**Stored data:**
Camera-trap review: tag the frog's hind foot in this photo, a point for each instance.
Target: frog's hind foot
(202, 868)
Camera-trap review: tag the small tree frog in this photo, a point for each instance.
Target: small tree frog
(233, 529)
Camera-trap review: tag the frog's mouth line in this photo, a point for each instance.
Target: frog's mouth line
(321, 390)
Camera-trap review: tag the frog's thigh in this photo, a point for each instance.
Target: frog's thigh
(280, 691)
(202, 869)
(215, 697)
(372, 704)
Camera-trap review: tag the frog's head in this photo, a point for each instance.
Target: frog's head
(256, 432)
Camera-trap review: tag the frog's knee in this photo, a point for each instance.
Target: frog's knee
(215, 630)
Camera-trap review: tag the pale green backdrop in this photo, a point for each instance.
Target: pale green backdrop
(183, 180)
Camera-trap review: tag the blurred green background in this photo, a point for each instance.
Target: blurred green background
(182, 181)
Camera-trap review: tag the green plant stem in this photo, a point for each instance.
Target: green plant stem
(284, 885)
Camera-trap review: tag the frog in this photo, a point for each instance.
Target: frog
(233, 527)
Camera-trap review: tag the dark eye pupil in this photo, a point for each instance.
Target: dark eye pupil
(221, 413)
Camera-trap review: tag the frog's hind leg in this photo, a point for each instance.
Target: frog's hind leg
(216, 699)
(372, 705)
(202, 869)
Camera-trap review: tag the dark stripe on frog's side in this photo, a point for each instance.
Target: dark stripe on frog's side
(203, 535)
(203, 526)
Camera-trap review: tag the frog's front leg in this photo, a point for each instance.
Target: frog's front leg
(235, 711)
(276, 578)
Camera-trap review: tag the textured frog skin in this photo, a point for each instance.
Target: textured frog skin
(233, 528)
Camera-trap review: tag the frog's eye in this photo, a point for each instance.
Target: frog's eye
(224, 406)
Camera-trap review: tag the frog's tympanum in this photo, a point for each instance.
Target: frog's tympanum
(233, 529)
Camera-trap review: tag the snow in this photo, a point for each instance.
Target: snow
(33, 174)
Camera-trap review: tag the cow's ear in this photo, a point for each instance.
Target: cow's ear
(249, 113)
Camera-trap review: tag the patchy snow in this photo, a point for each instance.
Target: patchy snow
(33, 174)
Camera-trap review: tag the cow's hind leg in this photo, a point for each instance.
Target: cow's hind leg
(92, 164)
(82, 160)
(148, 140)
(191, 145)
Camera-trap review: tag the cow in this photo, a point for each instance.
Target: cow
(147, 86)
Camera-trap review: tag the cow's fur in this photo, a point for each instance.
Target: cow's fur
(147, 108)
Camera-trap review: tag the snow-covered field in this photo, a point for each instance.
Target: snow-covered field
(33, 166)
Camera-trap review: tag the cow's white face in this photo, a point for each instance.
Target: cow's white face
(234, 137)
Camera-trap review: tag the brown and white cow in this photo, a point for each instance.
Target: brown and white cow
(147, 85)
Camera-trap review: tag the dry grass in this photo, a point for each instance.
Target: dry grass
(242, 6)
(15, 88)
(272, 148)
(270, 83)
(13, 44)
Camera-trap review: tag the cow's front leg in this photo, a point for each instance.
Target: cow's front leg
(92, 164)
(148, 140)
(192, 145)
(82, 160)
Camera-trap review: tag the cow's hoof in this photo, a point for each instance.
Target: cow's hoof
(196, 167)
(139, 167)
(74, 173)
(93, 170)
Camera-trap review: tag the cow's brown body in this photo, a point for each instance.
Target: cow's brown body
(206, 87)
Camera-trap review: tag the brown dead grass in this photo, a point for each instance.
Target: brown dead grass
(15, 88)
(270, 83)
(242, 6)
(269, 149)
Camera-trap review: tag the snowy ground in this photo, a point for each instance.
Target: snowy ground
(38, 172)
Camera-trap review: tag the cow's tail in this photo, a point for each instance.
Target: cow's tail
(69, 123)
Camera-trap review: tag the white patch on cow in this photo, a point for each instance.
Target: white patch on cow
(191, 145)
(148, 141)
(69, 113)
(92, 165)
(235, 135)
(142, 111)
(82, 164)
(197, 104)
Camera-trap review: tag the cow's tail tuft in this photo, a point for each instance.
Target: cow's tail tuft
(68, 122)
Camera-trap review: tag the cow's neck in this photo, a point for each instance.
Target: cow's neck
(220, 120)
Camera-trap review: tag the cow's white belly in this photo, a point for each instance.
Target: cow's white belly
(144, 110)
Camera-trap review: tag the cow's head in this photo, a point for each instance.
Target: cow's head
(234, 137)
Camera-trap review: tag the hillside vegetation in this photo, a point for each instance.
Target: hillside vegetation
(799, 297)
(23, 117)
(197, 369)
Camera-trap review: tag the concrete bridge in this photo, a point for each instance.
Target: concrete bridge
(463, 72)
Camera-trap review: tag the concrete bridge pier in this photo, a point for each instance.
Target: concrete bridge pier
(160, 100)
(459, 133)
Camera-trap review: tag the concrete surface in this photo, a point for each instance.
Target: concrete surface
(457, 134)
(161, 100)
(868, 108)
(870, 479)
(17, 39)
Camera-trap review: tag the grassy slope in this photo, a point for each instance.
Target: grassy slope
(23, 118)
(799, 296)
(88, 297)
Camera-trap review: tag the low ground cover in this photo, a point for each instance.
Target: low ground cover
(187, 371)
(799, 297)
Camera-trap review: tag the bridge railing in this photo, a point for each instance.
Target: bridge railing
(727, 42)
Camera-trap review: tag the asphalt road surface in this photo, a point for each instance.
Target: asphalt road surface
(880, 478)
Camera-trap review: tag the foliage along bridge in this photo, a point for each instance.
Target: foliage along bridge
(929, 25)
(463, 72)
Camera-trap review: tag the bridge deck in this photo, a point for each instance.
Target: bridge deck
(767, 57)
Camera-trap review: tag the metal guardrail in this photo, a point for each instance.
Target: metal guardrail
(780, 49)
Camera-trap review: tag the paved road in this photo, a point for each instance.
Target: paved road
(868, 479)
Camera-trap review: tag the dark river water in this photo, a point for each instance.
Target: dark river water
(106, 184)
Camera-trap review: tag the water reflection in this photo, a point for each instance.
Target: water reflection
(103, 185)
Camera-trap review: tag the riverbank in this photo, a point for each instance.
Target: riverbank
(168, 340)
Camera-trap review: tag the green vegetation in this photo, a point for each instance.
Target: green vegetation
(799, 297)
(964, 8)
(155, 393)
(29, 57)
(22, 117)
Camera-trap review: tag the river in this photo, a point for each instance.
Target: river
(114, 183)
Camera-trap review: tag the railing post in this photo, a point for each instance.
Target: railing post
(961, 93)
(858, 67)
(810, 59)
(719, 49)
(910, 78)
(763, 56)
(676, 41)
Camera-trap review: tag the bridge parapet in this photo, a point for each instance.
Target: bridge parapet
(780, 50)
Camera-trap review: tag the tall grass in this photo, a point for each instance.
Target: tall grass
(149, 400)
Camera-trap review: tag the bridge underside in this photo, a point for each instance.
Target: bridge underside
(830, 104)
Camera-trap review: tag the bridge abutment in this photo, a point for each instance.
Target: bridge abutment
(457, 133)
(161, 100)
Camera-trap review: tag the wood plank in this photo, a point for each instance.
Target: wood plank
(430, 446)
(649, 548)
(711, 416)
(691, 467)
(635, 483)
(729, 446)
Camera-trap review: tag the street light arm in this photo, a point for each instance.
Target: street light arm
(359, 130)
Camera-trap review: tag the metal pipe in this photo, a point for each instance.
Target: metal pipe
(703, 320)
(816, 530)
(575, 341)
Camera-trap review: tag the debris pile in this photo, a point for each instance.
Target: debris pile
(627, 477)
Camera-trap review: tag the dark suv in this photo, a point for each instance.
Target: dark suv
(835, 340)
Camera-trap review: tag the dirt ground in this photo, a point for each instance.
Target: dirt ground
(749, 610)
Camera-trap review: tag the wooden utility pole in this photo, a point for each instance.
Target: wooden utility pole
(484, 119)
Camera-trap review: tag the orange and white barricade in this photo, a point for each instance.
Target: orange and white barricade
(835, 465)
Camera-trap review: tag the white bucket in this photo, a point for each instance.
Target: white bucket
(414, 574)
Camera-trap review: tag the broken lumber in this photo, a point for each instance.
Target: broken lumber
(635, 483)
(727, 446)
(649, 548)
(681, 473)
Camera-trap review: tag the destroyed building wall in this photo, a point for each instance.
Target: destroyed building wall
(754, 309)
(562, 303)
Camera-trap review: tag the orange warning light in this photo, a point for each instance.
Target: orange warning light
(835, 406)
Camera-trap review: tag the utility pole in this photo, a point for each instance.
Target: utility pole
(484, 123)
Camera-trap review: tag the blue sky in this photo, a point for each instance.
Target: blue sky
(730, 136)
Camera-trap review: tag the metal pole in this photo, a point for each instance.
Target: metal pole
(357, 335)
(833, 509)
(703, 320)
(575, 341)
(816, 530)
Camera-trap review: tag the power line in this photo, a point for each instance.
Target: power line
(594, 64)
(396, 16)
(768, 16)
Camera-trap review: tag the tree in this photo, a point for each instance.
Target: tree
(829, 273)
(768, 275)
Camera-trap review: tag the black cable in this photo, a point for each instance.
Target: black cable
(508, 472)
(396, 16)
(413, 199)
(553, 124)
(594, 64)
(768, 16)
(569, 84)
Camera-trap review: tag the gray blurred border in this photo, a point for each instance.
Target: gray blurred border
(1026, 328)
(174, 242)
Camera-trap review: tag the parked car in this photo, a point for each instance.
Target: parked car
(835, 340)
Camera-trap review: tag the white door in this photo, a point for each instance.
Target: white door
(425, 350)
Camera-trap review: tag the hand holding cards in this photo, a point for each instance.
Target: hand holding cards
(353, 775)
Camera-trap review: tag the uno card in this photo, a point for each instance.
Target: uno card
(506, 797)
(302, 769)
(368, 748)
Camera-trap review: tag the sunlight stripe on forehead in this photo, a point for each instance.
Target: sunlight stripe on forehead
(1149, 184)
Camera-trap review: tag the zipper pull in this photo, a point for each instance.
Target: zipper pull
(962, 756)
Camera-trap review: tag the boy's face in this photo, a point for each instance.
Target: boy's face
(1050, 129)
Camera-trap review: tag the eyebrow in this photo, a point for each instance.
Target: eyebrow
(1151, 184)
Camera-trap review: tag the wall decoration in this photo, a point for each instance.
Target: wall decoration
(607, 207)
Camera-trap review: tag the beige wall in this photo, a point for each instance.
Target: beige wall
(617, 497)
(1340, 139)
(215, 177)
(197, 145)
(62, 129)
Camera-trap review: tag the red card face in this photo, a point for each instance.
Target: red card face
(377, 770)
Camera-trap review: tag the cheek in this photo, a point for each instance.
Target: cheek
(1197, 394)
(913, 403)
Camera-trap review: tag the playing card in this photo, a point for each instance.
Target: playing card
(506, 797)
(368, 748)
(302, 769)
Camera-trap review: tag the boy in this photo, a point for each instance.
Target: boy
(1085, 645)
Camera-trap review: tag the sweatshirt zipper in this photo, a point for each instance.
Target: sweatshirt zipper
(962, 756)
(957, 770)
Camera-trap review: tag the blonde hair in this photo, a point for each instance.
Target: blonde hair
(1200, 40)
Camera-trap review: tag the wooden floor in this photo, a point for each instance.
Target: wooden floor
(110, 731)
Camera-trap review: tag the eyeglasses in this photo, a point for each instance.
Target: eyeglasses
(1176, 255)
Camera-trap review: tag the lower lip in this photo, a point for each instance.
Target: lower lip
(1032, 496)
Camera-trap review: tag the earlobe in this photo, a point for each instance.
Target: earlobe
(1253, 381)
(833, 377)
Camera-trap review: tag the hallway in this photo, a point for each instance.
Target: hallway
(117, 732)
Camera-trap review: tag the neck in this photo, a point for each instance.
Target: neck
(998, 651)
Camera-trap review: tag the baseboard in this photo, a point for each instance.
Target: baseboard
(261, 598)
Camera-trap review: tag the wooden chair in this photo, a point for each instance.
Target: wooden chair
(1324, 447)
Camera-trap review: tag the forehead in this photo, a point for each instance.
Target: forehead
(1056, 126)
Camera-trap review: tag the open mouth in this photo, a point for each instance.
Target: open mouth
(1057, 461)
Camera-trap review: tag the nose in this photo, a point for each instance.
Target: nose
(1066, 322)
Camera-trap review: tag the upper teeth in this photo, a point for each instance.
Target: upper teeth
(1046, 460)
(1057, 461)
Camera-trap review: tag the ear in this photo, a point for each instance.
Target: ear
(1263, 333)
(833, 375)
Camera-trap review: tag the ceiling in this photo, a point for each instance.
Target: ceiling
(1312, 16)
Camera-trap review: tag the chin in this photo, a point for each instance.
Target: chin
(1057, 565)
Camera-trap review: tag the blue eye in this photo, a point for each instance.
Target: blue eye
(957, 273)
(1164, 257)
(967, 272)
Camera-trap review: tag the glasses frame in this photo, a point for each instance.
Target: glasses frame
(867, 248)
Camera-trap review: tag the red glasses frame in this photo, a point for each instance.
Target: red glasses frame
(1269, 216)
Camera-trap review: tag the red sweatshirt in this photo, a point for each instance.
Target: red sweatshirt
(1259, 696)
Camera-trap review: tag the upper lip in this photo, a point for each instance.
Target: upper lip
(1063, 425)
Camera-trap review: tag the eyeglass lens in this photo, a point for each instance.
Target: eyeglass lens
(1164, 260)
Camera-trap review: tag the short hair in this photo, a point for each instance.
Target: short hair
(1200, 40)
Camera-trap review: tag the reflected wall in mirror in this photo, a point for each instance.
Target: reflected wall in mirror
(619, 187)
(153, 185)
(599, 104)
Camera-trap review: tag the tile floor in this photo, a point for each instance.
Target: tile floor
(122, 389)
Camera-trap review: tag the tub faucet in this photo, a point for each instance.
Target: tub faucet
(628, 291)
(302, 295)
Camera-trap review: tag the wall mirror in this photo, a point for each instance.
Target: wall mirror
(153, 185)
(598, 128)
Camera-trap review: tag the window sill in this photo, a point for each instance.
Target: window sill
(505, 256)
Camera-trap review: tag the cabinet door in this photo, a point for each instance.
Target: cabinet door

**Your objective:** A single number is the expected reply: the number of lines in the listing that contain the string "cabinet".

**Finished exercise:** 2